Given information:
┄┄┄┄┄┄
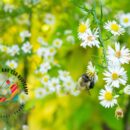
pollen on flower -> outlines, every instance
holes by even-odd
[[[88,36],[88,37],[87,37],[87,40],[88,40],[88,41],[93,41],[93,36]]]
[[[117,80],[119,78],[119,75],[117,73],[112,73],[112,79]]]
[[[119,27],[118,24],[113,23],[113,24],[111,25],[111,30],[113,30],[113,31],[115,31],[115,32],[118,32],[119,29],[120,29],[120,27]]]
[[[105,100],[111,101],[112,100],[112,93],[106,92],[104,97],[105,97]]]
[[[79,31],[80,33],[84,33],[84,32],[86,31],[86,29],[87,29],[87,26],[86,26],[85,24],[81,23],[81,24],[79,25],[78,31]]]
[[[129,22],[129,19],[128,18],[124,18],[124,23],[128,23]]]
[[[115,53],[115,56],[116,56],[117,58],[120,58],[120,57],[121,57],[121,51],[117,51],[117,52]]]

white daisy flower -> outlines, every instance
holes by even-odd
[[[1,49],[2,52],[9,53],[9,47],[7,47],[7,46],[1,45],[0,49]]]
[[[24,53],[31,53],[31,49],[32,49],[32,45],[30,44],[30,42],[26,42],[22,46],[22,50]]]
[[[48,70],[50,70],[50,69],[51,69],[50,63],[45,62],[45,63],[42,63],[40,65],[39,72],[41,72],[42,74],[44,74],[44,73],[48,72]]]
[[[49,82],[50,93],[56,92],[60,88],[60,81],[58,78],[52,78]]]
[[[86,46],[92,47],[96,46],[99,47],[100,42],[98,41],[98,29],[95,29],[93,32],[91,30],[87,31],[82,38],[83,42],[80,46],[86,48]]]
[[[63,82],[63,86],[65,90],[70,91],[76,87],[76,84],[72,78],[69,78]]]
[[[127,95],[130,95],[130,85],[127,85],[127,86],[124,88],[124,93],[127,94]]]
[[[117,61],[120,64],[128,64],[130,61],[130,50],[125,46],[121,48],[120,43],[115,43],[115,50],[110,46],[108,47],[107,58],[110,61]]]
[[[16,69],[17,66],[18,66],[17,62],[15,62],[14,60],[8,60],[8,61],[6,62],[6,65],[7,65],[8,67],[10,67],[11,69]]]
[[[61,45],[62,45],[62,43],[63,43],[63,41],[62,41],[61,39],[59,39],[59,38],[57,38],[57,39],[55,39],[55,40],[53,41],[53,45],[54,45],[54,47],[56,47],[56,48],[60,48]]]
[[[53,14],[47,13],[44,17],[44,22],[46,24],[54,24],[55,23],[55,16]]]
[[[39,48],[37,50],[37,55],[38,56],[44,56],[44,54],[45,54],[45,49],[44,48]]]
[[[47,91],[44,88],[37,88],[35,90],[35,96],[36,98],[43,98],[47,95]]]
[[[28,125],[23,125],[22,130],[29,130],[29,126]]]
[[[68,36],[66,37],[66,41],[67,41],[67,42],[70,42],[71,44],[74,44],[74,43],[75,43],[74,36],[73,36],[73,35],[68,35]]]
[[[26,103],[28,101],[28,99],[29,99],[29,96],[27,94],[25,94],[25,92],[20,93],[19,102],[21,104]]]
[[[55,54],[56,54],[56,48],[49,47],[49,48],[46,48],[44,57],[46,57],[46,56],[54,56]]]
[[[127,13],[127,14],[121,14],[119,16],[119,20],[120,20],[120,24],[123,26],[123,27],[130,27],[130,13]]]
[[[71,93],[73,96],[78,96],[78,95],[80,94],[80,91],[74,88],[74,89],[71,89],[71,90],[70,90],[70,93]]]
[[[119,36],[125,32],[124,28],[122,28],[116,21],[108,21],[105,23],[104,28],[110,31],[114,36]]]
[[[113,95],[112,87],[106,86],[105,89],[100,90],[100,104],[105,108],[113,107],[117,104],[118,95]]]
[[[20,51],[19,46],[18,46],[18,45],[14,45],[14,46],[12,46],[12,47],[9,49],[9,54],[10,54],[11,56],[15,56],[15,55],[19,54],[19,51]]]
[[[84,37],[84,33],[89,30],[89,26],[90,26],[89,19],[87,19],[86,22],[81,22],[79,24],[78,37],[80,39],[82,39]]]
[[[116,108],[116,110],[115,110],[115,117],[116,117],[117,119],[124,117],[124,111],[123,111],[123,109],[120,108],[119,106],[118,106],[118,107]]]
[[[25,38],[31,37],[31,33],[28,30],[25,30],[20,33],[20,37],[21,37],[22,41],[24,41]]]
[[[120,84],[126,84],[126,71],[121,66],[108,66],[108,70],[104,72],[104,75],[104,80],[108,86],[119,88]]]
[[[12,13],[12,11],[14,10],[14,5],[11,5],[11,4],[5,4],[4,5],[4,11],[5,12],[10,12],[10,13]]]
[[[59,70],[58,73],[59,73],[59,79],[62,80],[63,82],[71,78],[70,73],[68,71]]]
[[[87,66],[87,75],[90,78],[94,78],[94,81],[96,82],[98,80],[97,72],[95,66],[93,66],[92,62],[90,61]]]

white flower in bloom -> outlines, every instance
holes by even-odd
[[[80,46],[82,46],[83,48],[86,48],[86,46],[99,47],[100,42],[98,41],[98,37],[98,29],[94,30],[93,32],[89,30],[84,34],[84,37],[82,38],[83,41]]]
[[[89,30],[89,19],[86,22],[81,22],[79,24],[79,28],[78,28],[78,37],[80,39],[82,39],[84,37],[84,34]]]
[[[47,91],[44,88],[37,88],[35,90],[35,96],[36,98],[43,98],[47,95]]]
[[[71,89],[70,93],[73,95],[73,96],[78,96],[80,94],[80,91],[77,90],[77,89]]]
[[[130,95],[130,85],[127,85],[127,86],[124,88],[124,93],[127,94],[127,95]]]
[[[22,41],[24,41],[25,38],[28,38],[30,36],[31,36],[31,33],[28,30],[25,30],[25,31],[20,33],[20,37],[22,38]]]
[[[0,49],[2,52],[9,53],[9,48],[7,46],[1,45]]]
[[[55,16],[53,14],[47,13],[44,17],[44,22],[46,24],[54,24],[55,23]]]
[[[48,75],[44,75],[42,78],[41,78],[41,83],[43,84],[43,85],[45,85],[45,87],[46,87],[46,85],[48,85],[49,84],[49,76]]]
[[[65,80],[64,82],[63,82],[63,86],[64,86],[64,89],[65,90],[71,90],[71,89],[73,89],[74,87],[76,87],[76,84],[75,84],[75,82],[72,80],[72,78],[69,78],[69,79],[67,79],[67,80]]]
[[[60,88],[60,81],[58,78],[52,78],[49,82],[50,93],[56,92]]]
[[[126,71],[120,66],[108,66],[108,70],[104,72],[104,75],[104,80],[108,86],[119,88],[120,84],[126,84]]]
[[[63,43],[63,41],[62,41],[61,39],[59,39],[59,38],[57,38],[57,39],[55,39],[55,40],[53,41],[53,45],[54,45],[54,47],[56,47],[56,48],[60,48],[61,45],[62,45],[62,43]]]
[[[71,78],[70,73],[68,71],[59,70],[58,73],[59,73],[59,79],[62,81],[66,81]]]
[[[114,36],[119,36],[125,32],[124,28],[122,28],[116,21],[108,21],[105,23],[104,28],[110,31]]]
[[[22,50],[24,53],[31,53],[32,45],[29,42],[26,42],[22,46]]]
[[[65,35],[72,34],[72,30],[65,30],[65,31],[64,31],[64,34],[65,34]]]
[[[73,36],[73,35],[68,35],[68,36],[66,37],[66,40],[67,40],[68,42],[70,42],[71,44],[74,44],[74,43],[75,43],[75,39],[74,39],[74,36]]]
[[[21,104],[26,103],[28,101],[28,99],[29,99],[29,96],[27,94],[25,94],[25,92],[20,93],[19,102]]]
[[[94,82],[96,82],[96,81],[98,80],[96,68],[95,68],[95,66],[93,66],[93,64],[92,64],[91,61],[88,63],[86,73],[87,73],[87,75],[88,75],[90,78],[94,78]]]
[[[130,27],[130,13],[119,16],[120,24],[124,27]]]
[[[42,74],[44,74],[44,73],[46,73],[46,72],[47,72],[48,70],[50,70],[50,69],[51,69],[50,63],[45,62],[45,63],[42,63],[42,64],[40,65],[39,71],[40,71]]]
[[[127,49],[125,46],[120,47],[119,43],[115,43],[115,50],[108,47],[108,60],[110,61],[117,61],[121,64],[129,63],[130,61],[130,50]]]
[[[55,54],[56,54],[56,48],[54,48],[54,47],[48,47],[45,50],[44,57],[54,56]]]
[[[16,54],[19,54],[19,47],[18,47],[18,45],[14,45],[14,46],[12,46],[10,49],[9,49],[9,54],[11,55],[11,56],[15,56]]]
[[[14,5],[11,5],[11,4],[5,4],[4,6],[4,11],[5,12],[12,12],[14,10]]]
[[[14,60],[8,60],[8,61],[6,62],[6,65],[7,65],[8,67],[10,67],[11,69],[16,69],[17,66],[18,66],[17,62],[15,62]]]
[[[44,56],[44,54],[45,54],[45,49],[44,49],[44,48],[39,48],[39,49],[37,50],[37,54],[38,54],[39,56]]]
[[[118,95],[113,95],[112,87],[106,86],[105,89],[100,90],[100,104],[105,108],[113,107],[117,104]]]

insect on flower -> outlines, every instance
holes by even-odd
[[[97,79],[98,77],[96,69],[93,66],[92,62],[89,62],[89,65],[87,66],[87,72],[85,74],[82,74],[78,80],[78,89],[86,89],[89,92],[90,89],[94,88]]]

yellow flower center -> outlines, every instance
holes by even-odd
[[[111,92],[106,92],[104,97],[105,97],[105,100],[111,101],[112,100],[112,93]]]
[[[60,44],[60,42],[59,41],[56,41],[56,45],[59,45]]]
[[[79,25],[79,32],[80,33],[84,33],[86,31],[86,29],[87,29],[87,26],[85,24],[81,23]]]
[[[119,75],[117,73],[112,74],[112,79],[117,80],[119,78]]]
[[[124,18],[124,23],[128,23],[129,22],[129,19],[128,18]]]
[[[93,36],[88,36],[88,37],[87,37],[87,40],[88,40],[88,41],[92,41],[92,40],[93,40]]]
[[[9,66],[13,68],[13,67],[14,67],[14,64],[13,64],[13,63],[10,63],[10,65],[9,65]]]
[[[54,48],[51,48],[51,49],[50,49],[50,53],[53,53],[53,52],[54,52]]]
[[[120,57],[121,57],[121,52],[120,52],[120,51],[117,51],[116,54],[115,54],[115,56],[116,56],[117,58],[120,58]]]
[[[120,29],[119,25],[114,23],[111,25],[111,30],[115,31],[115,32],[118,32]]]
[[[95,76],[95,72],[94,71],[88,70],[87,74],[88,74],[89,77],[94,77]]]

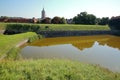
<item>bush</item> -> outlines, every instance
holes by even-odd
[[[4,34],[16,34],[24,32],[38,32],[40,31],[39,25],[31,24],[8,24]]]
[[[111,30],[120,30],[120,16],[112,17],[109,20],[109,27]]]

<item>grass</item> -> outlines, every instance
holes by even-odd
[[[0,29],[5,29],[7,24],[16,23],[0,23]],[[42,31],[46,30],[110,30],[108,25],[75,25],[75,24],[30,24],[30,23],[17,23],[17,24],[29,24],[38,25]],[[48,28],[45,28],[48,26]]]
[[[0,61],[0,80],[120,80],[120,74],[69,60]]]
[[[0,56],[9,53],[18,43],[23,40],[30,39],[30,42],[38,38],[38,35],[33,32],[27,32],[15,35],[0,35]]]

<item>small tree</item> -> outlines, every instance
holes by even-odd
[[[61,24],[66,24],[66,23],[67,23],[67,21],[66,21],[66,19],[63,17],[63,18],[61,18],[60,23],[61,23]]]
[[[61,18],[57,16],[51,20],[51,23],[53,24],[60,24],[60,22],[61,22]]]
[[[112,17],[109,20],[109,27],[111,30],[120,30],[120,16]]]
[[[41,21],[41,23],[51,24],[51,18],[47,17],[47,18],[43,19],[43,20]]]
┄┄┄┄┄┄
Goal of the exercise: Copy the lines of the records without any change, starting at the line that contains "<item>small tree</item> ->" and continuing through the end of the records.

Exercise answer:
<item>small tree</item> -> outlines, every instance
holes by even-odd
[[[61,24],[66,24],[66,23],[67,23],[67,21],[66,21],[66,19],[63,17],[63,18],[61,18],[60,23],[61,23]]]
[[[61,18],[57,16],[51,20],[51,23],[53,24],[60,24],[60,22],[61,22]]]
[[[112,17],[109,20],[109,27],[111,30],[120,30],[120,16]]]
[[[41,21],[41,23],[51,24],[51,18],[47,17],[47,18],[43,19],[43,20]]]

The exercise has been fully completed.